#### [What you are asked to do]
Return every record verbatim, omitting all pictures.

(Point localization data)
======
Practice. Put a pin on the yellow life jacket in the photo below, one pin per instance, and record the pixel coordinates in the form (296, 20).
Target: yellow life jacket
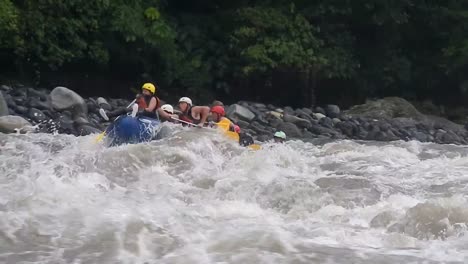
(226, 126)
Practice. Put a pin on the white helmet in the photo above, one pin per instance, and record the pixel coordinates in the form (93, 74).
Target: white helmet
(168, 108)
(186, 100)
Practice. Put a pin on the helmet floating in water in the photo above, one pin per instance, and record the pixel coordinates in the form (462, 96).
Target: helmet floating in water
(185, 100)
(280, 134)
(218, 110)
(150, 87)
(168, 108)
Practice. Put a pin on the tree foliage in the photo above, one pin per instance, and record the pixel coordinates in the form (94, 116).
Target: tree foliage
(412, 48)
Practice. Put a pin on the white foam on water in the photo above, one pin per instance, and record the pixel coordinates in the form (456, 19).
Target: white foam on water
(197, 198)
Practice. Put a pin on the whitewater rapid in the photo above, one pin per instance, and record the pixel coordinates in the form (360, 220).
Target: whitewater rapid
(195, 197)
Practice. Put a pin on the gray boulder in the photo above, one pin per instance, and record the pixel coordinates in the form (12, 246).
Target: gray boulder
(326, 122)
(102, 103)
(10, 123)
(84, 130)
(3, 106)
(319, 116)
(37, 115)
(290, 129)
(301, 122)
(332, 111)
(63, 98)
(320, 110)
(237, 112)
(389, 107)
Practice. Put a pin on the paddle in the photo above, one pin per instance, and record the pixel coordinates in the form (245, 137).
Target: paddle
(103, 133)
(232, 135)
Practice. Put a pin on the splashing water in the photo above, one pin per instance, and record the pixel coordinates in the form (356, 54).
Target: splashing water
======
#### [Answer box]
Practice. Put a pin on the yellow life jacket in the photo below, one pin per instance, and record the pixel coordinates in the form (296, 20).
Target: yellow life jacket
(226, 126)
Practice. Put a pin on the white helmet in the photo above, one pin per instance, and record the pixel coordinates in the form (93, 74).
Target: white helmet
(168, 108)
(186, 100)
Practice. Put a pin on the helmet floating in water in the photo above, one pin per instance, and record the pixel coordinates in the form (462, 96).
Target: helmet floating in water
(185, 100)
(280, 134)
(218, 110)
(150, 87)
(168, 108)
Practice. Put a pin on the tree foliage in the photo above, one pin per instance, and record the pixel coordinates in the form (94, 116).
Target: tree foliage
(412, 48)
Practice. Put a pin on the white foam on water in the photo above, one pin per instance, and record the pixel coordinates in the form (456, 19).
Target: white foam on water
(197, 198)
Practice. Put a pin on the whitewater rapid in the photo above, one pin per instance, and record the pixel coordinates in the form (360, 220).
Target: whitewater rapid
(195, 197)
Practice. Put a pin on the gray boulder in the photo above, one pin per instance, and record the pixel coordinates in the form (12, 246).
Target: gray boulder
(326, 122)
(102, 103)
(10, 123)
(84, 130)
(3, 106)
(319, 116)
(37, 115)
(290, 129)
(301, 122)
(332, 111)
(63, 98)
(320, 110)
(237, 112)
(389, 107)
Practice. Put a pin on the paddle in the photo above, one pin per instance, and record the pixel coordinates in the form (245, 137).
Target: paddle
(103, 133)
(232, 135)
Practice. Put a pin on the splashing water in the photo above, one pin per instance, and record the pixel coordinates in the form (356, 54).
Target: splashing water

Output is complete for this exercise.